» PROBLEM TO SOLVE:
Write the next part of the biography of Lucretia W. McClure, continuing after its last sentence.

= Lucretia W. McClure =

American medical librarian (1925–2019)

Lucretia W. McClure (1925-October 17, 2019) was an American medical librarian. McClure was a director at the Edward G. Miner library, University of Rochester Medical Center. She worked at Boston Medical Library from 1994 to 2011. McClure worked for decades within the Medical Library Association, including serving as President (1990–91). She is the only person to have been interviewed twice for the MLA Oral History Project, first in 1998 and again in 2015.

== Early life and education ==
McClure was born in Denver, USA and was an avid user of public libraries as a child. She graduated from University of Missouri at Columbia in 1945, with a bachelor's degree in journalism. After raising a family in Rochester, New York, she moved back to Colorado for a year, earning her master's in library science in 1964 from the Graduate School of Librarianship, University of Denver.

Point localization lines

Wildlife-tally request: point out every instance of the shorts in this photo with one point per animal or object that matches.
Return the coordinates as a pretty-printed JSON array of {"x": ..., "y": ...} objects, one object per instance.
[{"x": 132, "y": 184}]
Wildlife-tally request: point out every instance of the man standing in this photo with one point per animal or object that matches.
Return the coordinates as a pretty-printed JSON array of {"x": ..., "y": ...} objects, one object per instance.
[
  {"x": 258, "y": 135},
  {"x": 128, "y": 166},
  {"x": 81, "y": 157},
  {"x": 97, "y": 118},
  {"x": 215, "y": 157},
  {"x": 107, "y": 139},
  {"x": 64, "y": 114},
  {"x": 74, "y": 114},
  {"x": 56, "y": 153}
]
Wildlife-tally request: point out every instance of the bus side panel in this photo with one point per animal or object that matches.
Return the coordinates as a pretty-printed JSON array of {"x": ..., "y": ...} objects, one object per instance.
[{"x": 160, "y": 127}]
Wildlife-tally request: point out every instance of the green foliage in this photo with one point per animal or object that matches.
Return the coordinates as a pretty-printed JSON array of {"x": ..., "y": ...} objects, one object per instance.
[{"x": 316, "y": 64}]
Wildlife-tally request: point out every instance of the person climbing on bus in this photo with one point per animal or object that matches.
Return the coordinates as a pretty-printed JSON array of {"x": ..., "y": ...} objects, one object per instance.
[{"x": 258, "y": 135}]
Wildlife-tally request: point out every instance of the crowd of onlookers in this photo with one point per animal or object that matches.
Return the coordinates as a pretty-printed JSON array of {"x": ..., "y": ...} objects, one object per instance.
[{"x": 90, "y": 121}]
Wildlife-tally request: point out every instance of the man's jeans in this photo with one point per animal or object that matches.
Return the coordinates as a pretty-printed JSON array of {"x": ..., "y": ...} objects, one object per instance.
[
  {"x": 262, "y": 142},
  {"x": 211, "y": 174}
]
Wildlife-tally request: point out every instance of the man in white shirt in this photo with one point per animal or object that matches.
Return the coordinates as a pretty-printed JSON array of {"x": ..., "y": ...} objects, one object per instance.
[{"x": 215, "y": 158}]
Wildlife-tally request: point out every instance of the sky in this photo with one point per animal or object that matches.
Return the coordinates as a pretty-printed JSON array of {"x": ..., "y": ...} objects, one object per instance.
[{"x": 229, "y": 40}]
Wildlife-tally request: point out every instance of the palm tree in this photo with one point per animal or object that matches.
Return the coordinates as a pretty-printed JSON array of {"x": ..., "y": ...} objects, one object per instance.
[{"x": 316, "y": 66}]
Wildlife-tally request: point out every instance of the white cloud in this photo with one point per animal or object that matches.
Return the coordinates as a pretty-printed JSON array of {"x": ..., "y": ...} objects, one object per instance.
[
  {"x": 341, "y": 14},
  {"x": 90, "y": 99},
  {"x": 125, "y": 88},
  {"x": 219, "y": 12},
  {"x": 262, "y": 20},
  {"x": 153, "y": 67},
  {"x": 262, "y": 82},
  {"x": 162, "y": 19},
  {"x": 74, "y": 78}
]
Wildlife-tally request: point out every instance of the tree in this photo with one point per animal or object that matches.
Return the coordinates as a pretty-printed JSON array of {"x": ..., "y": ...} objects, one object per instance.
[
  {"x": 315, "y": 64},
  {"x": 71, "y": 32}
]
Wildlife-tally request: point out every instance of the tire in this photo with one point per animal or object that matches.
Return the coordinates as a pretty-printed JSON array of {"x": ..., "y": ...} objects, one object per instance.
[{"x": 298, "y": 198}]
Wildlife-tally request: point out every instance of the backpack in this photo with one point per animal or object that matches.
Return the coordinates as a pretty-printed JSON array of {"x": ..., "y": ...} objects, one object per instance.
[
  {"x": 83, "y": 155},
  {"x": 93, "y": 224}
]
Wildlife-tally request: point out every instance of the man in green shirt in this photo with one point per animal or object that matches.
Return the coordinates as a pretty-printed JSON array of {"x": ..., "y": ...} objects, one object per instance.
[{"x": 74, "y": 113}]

» THE ANSWER:
== Research and career ==
Upon returning to Rochester, McClure began her first of many librarian roles, first as a cataloger in the University of Rochester Medical Center Edward G. Miner Library. She took on many more roles, including Associate Librarian Serials Librarian, Reference Librarian, and eventually Director of the library. She was also Assistant and then Associate Professor of Medical Bibliography. As her career progressed, she assisted patrons with literature searches, overseeing the process as it went from a manual one to an automated one, through things like the SUNY Biomedical Communication Network and eventually, MEDLINE.

Beyond the myriad of librarian roles, McClure was editor for the monograph Health Sciences Environment and Librarianship in Health Sciences Libraries and frequently wrote academic articles across library science journals.

== Awards and recognition ==
The Lucretia W. McClure Excellence in Education Award was established in 1998 by the MLA, and it honors practicing librarians and/or library educators active in the MLA and have demonstrated skills in mentoring, research, leadership, or teaching. Awards given to her include the Holloway Award for Contributions to the Profession, Archivists, and Librarians in the History of the Health Sciences (2003), the MLA President's Award (1995), and the Distinguished Service Award from the University of Rochester (1992). She is inducted into the Massachusetts Health Sciences Libraries Network Hall of Fame as of 2006 and at the 113th Medical Library Association Annual meeting, May 6, 2013 was declared Lucretia McClure Day.